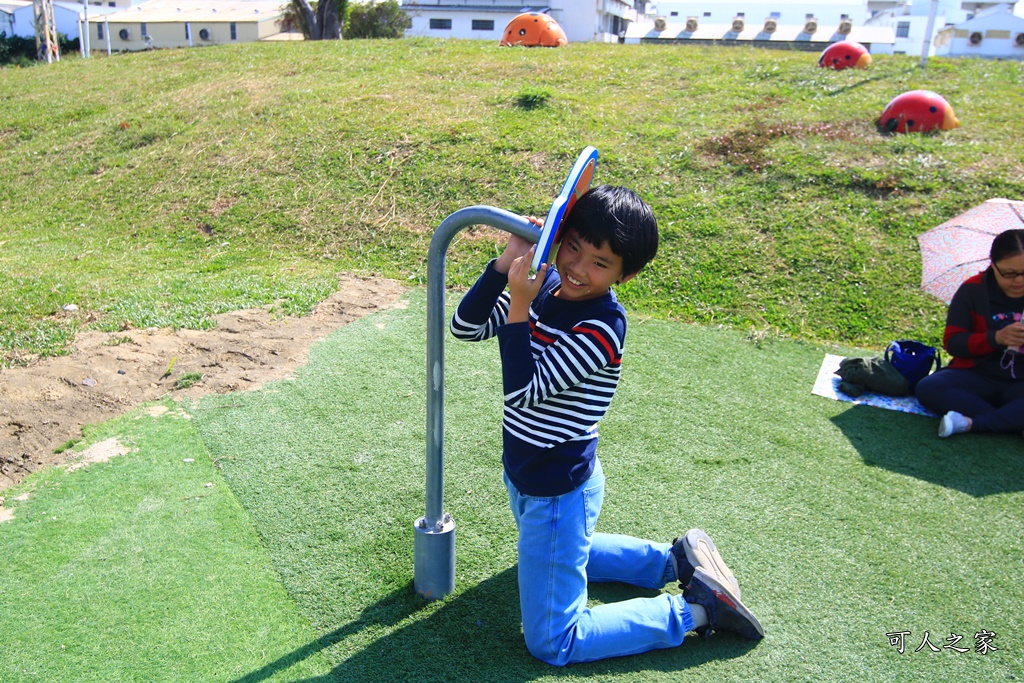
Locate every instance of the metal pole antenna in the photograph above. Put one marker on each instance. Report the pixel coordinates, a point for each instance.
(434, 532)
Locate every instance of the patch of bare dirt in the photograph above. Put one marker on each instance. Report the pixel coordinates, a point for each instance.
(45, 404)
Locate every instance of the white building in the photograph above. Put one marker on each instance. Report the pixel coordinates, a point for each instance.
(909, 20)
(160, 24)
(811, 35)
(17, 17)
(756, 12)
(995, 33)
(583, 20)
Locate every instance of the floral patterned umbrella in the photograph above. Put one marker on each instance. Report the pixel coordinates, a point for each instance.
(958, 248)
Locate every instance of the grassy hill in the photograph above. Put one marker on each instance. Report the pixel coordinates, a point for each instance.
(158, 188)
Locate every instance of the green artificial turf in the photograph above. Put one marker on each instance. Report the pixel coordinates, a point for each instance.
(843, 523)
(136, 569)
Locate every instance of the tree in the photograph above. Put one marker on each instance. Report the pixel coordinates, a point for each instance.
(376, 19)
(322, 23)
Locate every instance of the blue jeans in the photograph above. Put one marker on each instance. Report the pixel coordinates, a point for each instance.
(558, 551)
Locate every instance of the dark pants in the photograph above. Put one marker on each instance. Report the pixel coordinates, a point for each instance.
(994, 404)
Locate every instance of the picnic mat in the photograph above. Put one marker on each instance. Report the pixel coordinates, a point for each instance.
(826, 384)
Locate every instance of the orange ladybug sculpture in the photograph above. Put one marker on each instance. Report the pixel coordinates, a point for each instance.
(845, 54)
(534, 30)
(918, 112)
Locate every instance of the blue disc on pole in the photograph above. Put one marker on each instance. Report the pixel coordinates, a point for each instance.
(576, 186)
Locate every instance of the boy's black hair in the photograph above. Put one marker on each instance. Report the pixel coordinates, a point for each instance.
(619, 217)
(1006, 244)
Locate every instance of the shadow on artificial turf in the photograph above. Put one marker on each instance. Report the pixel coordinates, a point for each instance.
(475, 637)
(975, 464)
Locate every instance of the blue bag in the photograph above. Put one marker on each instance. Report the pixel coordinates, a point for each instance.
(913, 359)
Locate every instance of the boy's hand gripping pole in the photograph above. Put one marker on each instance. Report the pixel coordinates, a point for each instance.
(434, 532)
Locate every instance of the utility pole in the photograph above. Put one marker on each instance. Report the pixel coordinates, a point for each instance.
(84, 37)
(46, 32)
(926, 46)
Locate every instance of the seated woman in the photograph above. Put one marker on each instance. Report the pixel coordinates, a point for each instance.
_ _ _ _ _ _ _
= Problem requirements =
Return each entry exactly as it appears above, but exclude the pictures.

= The completed task =
Locate every instance of the metal pole antenna in the photograph above. Put one marker on each instance. Report the pixel coordinates, a point for each instance.
(434, 532)
Locate every instance of the patch of bare dirt in the photograph above. Put one marker on each instance. Report the pixel coordinates, a point for each instance.
(45, 404)
Locate every instance of the white building in the photograph above. Put one marker on each instance. Report the pixel coordinates, a point for each instance.
(909, 20)
(160, 24)
(811, 35)
(17, 17)
(756, 12)
(995, 33)
(583, 20)
Locate every instance of the floral patterned umbrella in the photograph above. Put one marker on each instance. Report the pixel coordinates, a point for each instance.
(958, 248)
Locate every instance of the grassy hill in the photograph above. Put one marker on each instance. Report the pixel coordinates, a point for each instance.
(158, 188)
Locate every instance of the green artificial turf in the photograph above. Put one marker on each instance. Report the pixel coordinates, a point for each instance.
(843, 523)
(136, 569)
Locate every instance of the tree in the photograph above. Put one marker on each instance. Report the pixel coordinates, a point for each instance.
(376, 19)
(322, 23)
Locate every instance of the blue jeans in the photograph above. Put one marker on each instance. Report the pixel coordinates, a point for each instance.
(558, 551)
Locate every instance of the dark pants in the photograph above. Put one marker on each instance. Report the pixel coordinates, a point for each instance.
(994, 404)
Locate every instance of the picnic mat in the photograph above. Put one marker on each instance. Report the pixel coordinates, a point for each instance.
(826, 384)
Locate every instance of the orange ladybug sculpture in the photograph above. Put one marker on each instance. Report the pixel coordinates, a point for each instance.
(845, 54)
(534, 30)
(918, 112)
Locate every instance of the blue disc on pole in the photograph above. Put one marker on each instance. Report the pixel coordinates, a point for each instance.
(576, 186)
Locate every instance of the boy's black hair in the photograph above. Put one marker on each instance. Report the pixel coordinates, a point for each instance.
(619, 217)
(1006, 244)
Locate every instance of the shadow on artificial turf in the photograph above. Put one marker on each instance. Report the pixel coordinates, a point for each instance.
(475, 637)
(975, 464)
Locate every instance of the blue bag in the photograph above. Put one marker on each instance. Report the pixel coordinates, a point for each instance.
(913, 359)
Locate every instance of the boy's hand gripping pole in the photograph above. Put one marker on each instance. Report the pixel coordinates, a point for each instance.
(434, 532)
Locate every instance of the utility pole in the photograph above. Put one marker on each instance. Report the pixel coordinates, a point for each instance.
(84, 37)
(46, 32)
(926, 46)
Locate every instance of the seated woman in the photograph above. Put one marker on each instance. Report the pixel coordinates, a point for each instance.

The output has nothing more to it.